╭─ Blocco di testo

La vita agrissima 3. Inganno, soldi, caos. Ovvero: sui metodi per costruirsi una reputazione letteraria
Pangea - Thursday, November 27, 2025Per quanto mi riguarda questo è l’ultimo capitolo della triade divinatoria de “La Vita Agrissima”, cioè un attraversamento ironico, un po’ crudele e un po’ veritiero sui comportamenti degli scrittori. E – si badi bene – di tutte le tipologie di scrittori: scriventi, poeti, poetastri, critici, narratori, cantastorie, ecc. Insomma, tutti coloro che tentano di salire sulla barca che affonda dell’editoria tradizionale, dove ormai non più soltanto le persone serie, ma anche “i nani e le ballerine” degli anni Ottanta spadroneggiano di qua e di là dalla scrivania.
Questo ultimo round riguarda un aspetto importante nella vita bibliografica di ogni autore: come si creano le reputazioni letterarie? Si creano nei fasti del palcoscenico, o nelle ombre del retropalco? Siamo in un momento storico in cui gli attori letterari si mescolano più che in anni passati, trattenendo in loro più mestieri e ruoli, soprattutto i critici fanno gli scrittori, gli accademici fanno i poeti, i giornalisti fanno i narratori, i magistrati fanno i giallisti e gli acrobati insegnano nelle scuole di scrittura creativa. Siamo tutti noi, sconsiderati esercitatori di ego, che viviamo una vita agrissima a resistere in un mondo sempre più a caccia di una specie in via di estinzione: la lettrice e il lettore.
Ma torniamo alla domanda sulla reputazione di questa terza puntata de “La Vita Agrissima”. La reputazione è un valore positivo che parla di qualcuno per come gli altri lo vedono, quindi un vero e proprio giudizio esterno che può determinare in positivo una carriera e custodirla post mortem. E anche nella storia di un autore vale forse un buon inizio, come a scuola, per cui la reputazione procederà secondo il primo giudizio rilevato. Ma non è sempre così. E comunque: come si creano le reputazioni letterarie?
Ecco un elenco di modalità, divise per cinque tipologie.
La prima sono i modi canonici. Intendo, per esempio, il potere – non proprio il potere politico o economico, ma piuttosto il potere relazionale, la capacità di porsi favorevolmente di fronte agli altri. In questo caso è sempre utile una presentazione autorevole di qualcuno che conta qualcosa, o ne ha l’aria. Oppure i soldi possono aiutare nel breve periodo a una degna pubblicità, che però ha le gambe corte. Su questa falsa riga si può citare pure il sesso, come veicolo attrattivo di attenzione e considerazione. Infine l’esercizio della pietà: saperla usare in maniera efficace ponendosi in una condizione di minorità può suscitare forti emozioni nell’interlocutore o nei giovani critici che si addentrano nella selva oscura letteraria e hanno il futuro a disposizione per tenere un autore a galla, oppure ignorarlo.

╰─
╭─ Informazioni estratte

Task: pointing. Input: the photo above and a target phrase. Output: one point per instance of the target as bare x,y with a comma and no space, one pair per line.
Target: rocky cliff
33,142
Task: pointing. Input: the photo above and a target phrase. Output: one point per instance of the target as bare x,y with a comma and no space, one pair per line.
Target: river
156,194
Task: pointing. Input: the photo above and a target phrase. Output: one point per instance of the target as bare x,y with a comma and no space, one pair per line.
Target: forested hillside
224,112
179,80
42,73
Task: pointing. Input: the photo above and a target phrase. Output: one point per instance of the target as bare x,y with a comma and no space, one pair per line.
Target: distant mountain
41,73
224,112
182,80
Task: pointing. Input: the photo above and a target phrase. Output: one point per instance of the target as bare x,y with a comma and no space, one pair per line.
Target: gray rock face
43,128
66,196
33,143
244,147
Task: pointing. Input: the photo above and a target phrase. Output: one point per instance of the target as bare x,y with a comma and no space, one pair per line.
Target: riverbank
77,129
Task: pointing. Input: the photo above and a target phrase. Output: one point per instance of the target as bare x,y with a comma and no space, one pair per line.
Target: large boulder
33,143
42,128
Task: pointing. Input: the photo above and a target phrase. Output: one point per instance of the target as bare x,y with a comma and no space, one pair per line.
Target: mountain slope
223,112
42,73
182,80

╰─

Esercizio breve -> Nel testo sulle reputazioni letterarie, in quante tipologie sono divise le modalità per costruirle? I record provengono da un'altra fonte.

Soluzione -> In cinque tipologie.